> Required work
Print verbatim the lines of the entries from the one containing "[segment] pink leaf" to the last, inclusive, and no others.

---------------

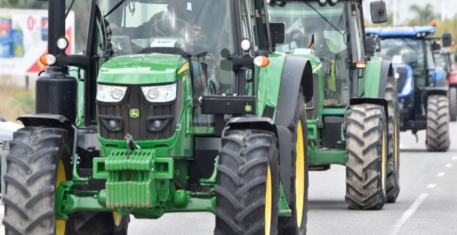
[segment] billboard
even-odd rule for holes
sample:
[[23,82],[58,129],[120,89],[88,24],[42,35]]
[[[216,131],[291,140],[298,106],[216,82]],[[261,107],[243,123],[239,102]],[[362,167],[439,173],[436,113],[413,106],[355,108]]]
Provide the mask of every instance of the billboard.
[[[65,36],[69,46],[66,53],[74,53],[75,14],[65,20]],[[46,10],[0,8],[0,75],[37,73],[46,66],[39,57],[48,48]]]

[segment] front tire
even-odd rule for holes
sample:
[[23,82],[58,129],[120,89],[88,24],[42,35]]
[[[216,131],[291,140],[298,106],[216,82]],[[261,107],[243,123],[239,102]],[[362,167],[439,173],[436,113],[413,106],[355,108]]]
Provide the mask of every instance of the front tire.
[[388,155],[387,156],[387,176],[386,194],[387,203],[395,203],[400,194],[400,131],[398,123],[398,91],[397,80],[393,77],[387,78],[386,100],[388,104],[387,118],[388,132]]
[[72,178],[69,142],[67,131],[52,127],[13,134],[5,176],[6,234],[127,234],[128,216],[117,224],[111,212],[77,212],[67,221],[55,219],[55,189]]
[[276,234],[278,149],[262,130],[228,131],[217,166],[215,234]]
[[449,99],[446,95],[430,95],[427,108],[427,149],[445,152],[449,149]]
[[346,133],[348,207],[381,209],[386,203],[387,129],[384,107],[351,106]]
[[457,87],[449,88],[449,115],[451,122],[457,121]]

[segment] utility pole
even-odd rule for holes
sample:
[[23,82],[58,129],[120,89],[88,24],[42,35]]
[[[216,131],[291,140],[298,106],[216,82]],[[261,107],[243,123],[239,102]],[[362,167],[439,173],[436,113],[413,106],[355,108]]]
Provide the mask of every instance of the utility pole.
[[441,0],[441,21],[444,21],[446,19],[446,14],[445,12],[445,0]]

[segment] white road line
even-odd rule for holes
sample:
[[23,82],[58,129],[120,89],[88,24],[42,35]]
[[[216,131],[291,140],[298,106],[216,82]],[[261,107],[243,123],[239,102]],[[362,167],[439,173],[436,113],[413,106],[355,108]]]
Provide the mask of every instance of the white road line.
[[406,222],[406,220],[408,220],[408,219],[415,212],[418,208],[419,208],[420,204],[422,204],[425,198],[427,198],[427,196],[429,196],[429,194],[422,194],[419,195],[413,205],[411,205],[411,206],[409,207],[409,208],[408,208],[408,209],[404,212],[404,213],[403,213],[402,217],[397,222],[397,225],[395,225],[395,227],[393,228],[393,231],[392,233],[391,233],[391,234],[395,235],[398,234],[400,229],[402,228],[402,226],[403,226],[404,223]]
[[436,186],[436,184],[430,184],[427,187],[429,189],[433,189],[435,187],[435,186]]

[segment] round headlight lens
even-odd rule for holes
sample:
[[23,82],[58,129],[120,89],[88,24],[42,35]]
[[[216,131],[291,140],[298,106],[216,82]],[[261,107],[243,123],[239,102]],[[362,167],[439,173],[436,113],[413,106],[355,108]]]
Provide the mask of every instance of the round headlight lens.
[[173,91],[172,89],[167,90],[167,93],[165,94],[165,97],[168,100],[174,100],[174,91]]
[[156,100],[159,97],[159,90],[156,88],[152,88],[147,91],[147,97],[151,100]]
[[251,50],[251,40],[249,39],[244,38],[241,40],[241,43],[240,44],[241,46],[241,48],[243,49],[244,51],[248,51]]
[[155,120],[155,121],[154,121],[153,125],[154,125],[154,128],[158,129],[161,128],[161,126],[162,126],[162,121]]
[[69,40],[65,37],[60,37],[57,39],[57,46],[60,50],[65,50],[69,46]]
[[109,120],[109,122],[108,122],[108,126],[109,126],[109,128],[111,128],[111,129],[115,129],[115,128],[118,127],[118,124],[119,124],[119,122],[117,120]]
[[111,97],[114,100],[120,100],[123,95],[124,93],[120,89],[113,88],[111,90]]

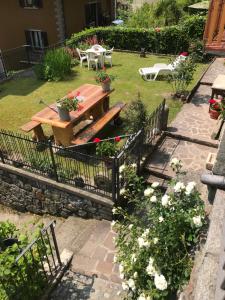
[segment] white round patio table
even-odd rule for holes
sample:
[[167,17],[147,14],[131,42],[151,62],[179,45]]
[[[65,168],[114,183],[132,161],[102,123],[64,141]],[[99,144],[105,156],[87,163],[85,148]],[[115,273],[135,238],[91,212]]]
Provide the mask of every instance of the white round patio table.
[[105,48],[98,48],[98,49],[90,48],[90,49],[87,49],[85,52],[86,53],[95,53],[96,56],[98,56],[101,68],[104,67],[104,53],[106,52]]

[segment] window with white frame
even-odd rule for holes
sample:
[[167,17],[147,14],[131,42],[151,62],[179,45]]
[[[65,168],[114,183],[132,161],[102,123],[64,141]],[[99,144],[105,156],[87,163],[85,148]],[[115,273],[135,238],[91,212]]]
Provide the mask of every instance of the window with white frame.
[[48,46],[47,32],[41,30],[26,30],[26,42],[34,49],[42,49]]

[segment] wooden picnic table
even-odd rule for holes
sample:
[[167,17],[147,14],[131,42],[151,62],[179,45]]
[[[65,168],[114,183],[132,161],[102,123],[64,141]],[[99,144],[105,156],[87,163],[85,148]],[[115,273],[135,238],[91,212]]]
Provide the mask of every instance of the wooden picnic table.
[[[48,124],[52,127],[57,145],[69,146],[85,143],[116,118],[124,107],[124,104],[117,103],[111,109],[109,108],[109,94],[112,91],[103,92],[100,86],[84,84],[70,93],[70,95],[76,95],[79,92],[83,102],[80,103],[81,109],[70,112],[69,121],[59,119],[56,103],[53,103],[49,105],[50,107],[45,107],[36,113],[31,118],[31,122],[23,125],[21,129],[26,132],[33,130],[35,139],[41,141],[45,138],[41,125]],[[84,129],[86,127],[87,129]]]

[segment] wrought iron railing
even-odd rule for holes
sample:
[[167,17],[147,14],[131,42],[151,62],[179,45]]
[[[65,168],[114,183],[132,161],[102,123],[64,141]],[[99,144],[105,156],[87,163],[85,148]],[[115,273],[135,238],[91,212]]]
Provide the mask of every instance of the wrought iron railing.
[[56,221],[50,222],[25,249],[21,249],[7,278],[0,275],[0,289],[5,299],[40,299],[55,279],[62,266],[55,224]]

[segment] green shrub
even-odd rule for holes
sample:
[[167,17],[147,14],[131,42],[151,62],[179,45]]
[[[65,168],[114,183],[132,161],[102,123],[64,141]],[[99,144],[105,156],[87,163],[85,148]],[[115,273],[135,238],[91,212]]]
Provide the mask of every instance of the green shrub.
[[187,50],[190,41],[203,36],[205,17],[192,16],[175,26],[154,28],[128,28],[122,26],[97,27],[75,33],[67,41],[70,47],[77,47],[88,37],[97,35],[99,40],[116,49],[140,51],[145,48],[152,53],[177,54]]
[[64,49],[49,50],[45,54],[43,64],[36,66],[35,72],[39,79],[59,81],[71,72],[72,57]]

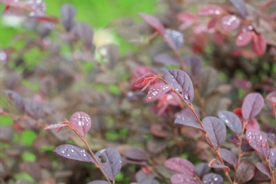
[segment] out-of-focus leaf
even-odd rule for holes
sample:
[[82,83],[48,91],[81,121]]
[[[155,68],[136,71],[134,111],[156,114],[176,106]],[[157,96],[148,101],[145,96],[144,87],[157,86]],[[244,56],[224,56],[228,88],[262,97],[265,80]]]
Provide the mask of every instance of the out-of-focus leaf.
[[226,127],[224,123],[220,119],[213,116],[205,117],[202,123],[214,146],[216,148],[219,147],[226,139]]
[[83,162],[95,162],[92,156],[85,150],[72,145],[59,145],[55,149],[54,152],[66,159]]
[[119,152],[114,148],[106,148],[98,151],[96,156],[106,176],[113,180],[121,167],[121,159]]

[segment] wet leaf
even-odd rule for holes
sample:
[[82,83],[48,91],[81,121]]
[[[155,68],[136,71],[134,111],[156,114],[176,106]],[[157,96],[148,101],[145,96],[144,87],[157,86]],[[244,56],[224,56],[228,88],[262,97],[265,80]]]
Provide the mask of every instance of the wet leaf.
[[220,154],[221,155],[222,159],[224,159],[224,161],[232,165],[233,167],[236,166],[237,159],[236,155],[233,152],[228,150],[221,148]]
[[202,181],[204,184],[223,184],[224,178],[219,174],[209,173],[203,176]]
[[167,70],[164,79],[173,87],[183,98],[190,102],[194,99],[194,88],[190,76],[180,70]]
[[266,134],[257,130],[247,130],[246,132],[246,140],[249,145],[255,150],[258,154],[266,157],[269,146],[267,143]]
[[146,23],[153,27],[161,35],[164,35],[165,34],[165,27],[157,19],[151,15],[144,13],[140,13],[139,16]]
[[252,40],[252,32],[250,31],[241,32],[236,37],[236,45],[242,47],[248,45]]
[[96,156],[106,176],[113,180],[121,167],[121,159],[119,152],[114,148],[106,148],[98,151]]
[[253,34],[252,50],[258,56],[264,54],[266,50],[266,41],[262,34]]
[[246,6],[244,0],[230,0],[230,1],[244,18],[247,17]]
[[200,16],[217,16],[224,12],[224,10],[217,5],[206,5],[199,10]]
[[239,183],[248,182],[254,176],[255,165],[250,162],[242,161],[237,167],[236,173]]
[[268,159],[270,163],[272,168],[276,168],[276,148],[271,148],[269,150]]
[[70,122],[81,136],[84,136],[91,127],[91,119],[83,112],[75,112],[70,119]]
[[170,177],[172,184],[200,184],[201,181],[187,174],[175,174]]
[[92,156],[85,150],[72,145],[65,144],[59,145],[55,149],[54,152],[66,159],[94,163]]
[[184,37],[179,31],[166,29],[164,37],[172,49],[179,50],[184,43]]
[[271,178],[270,173],[269,172],[268,167],[262,162],[257,162],[256,163],[256,167],[262,173],[266,174],[269,178]]
[[70,31],[75,24],[76,10],[70,4],[63,4],[61,7],[61,21],[67,31]]
[[202,120],[204,129],[216,148],[219,147],[226,139],[226,127],[219,119],[213,116],[205,117]]
[[195,167],[192,163],[179,157],[173,157],[166,160],[165,166],[171,170],[190,176],[194,176],[195,173]]
[[227,110],[220,110],[218,112],[218,116],[232,132],[241,134],[241,121],[235,113]]
[[246,95],[242,103],[242,116],[248,120],[255,116],[264,106],[264,99],[259,93],[250,93]]
[[226,15],[220,20],[220,26],[226,32],[237,29],[240,23],[241,20],[235,15]]

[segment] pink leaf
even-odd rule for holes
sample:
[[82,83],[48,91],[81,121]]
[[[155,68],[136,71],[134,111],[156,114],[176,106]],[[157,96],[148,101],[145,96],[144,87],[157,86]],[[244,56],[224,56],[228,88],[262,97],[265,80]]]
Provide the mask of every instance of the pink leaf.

---------------

> In response
[segment] pink leaf
even-odd rule for holes
sample:
[[82,83],[48,91],[81,121]]
[[[155,68],[136,71],[134,111],[156,114],[176,106]],[[157,96],[148,101],[145,96],[144,87],[157,86]],[[244,56],[224,56],[228,88],[262,97],[265,80]]]
Provide the mask of every instance of the pink leaf.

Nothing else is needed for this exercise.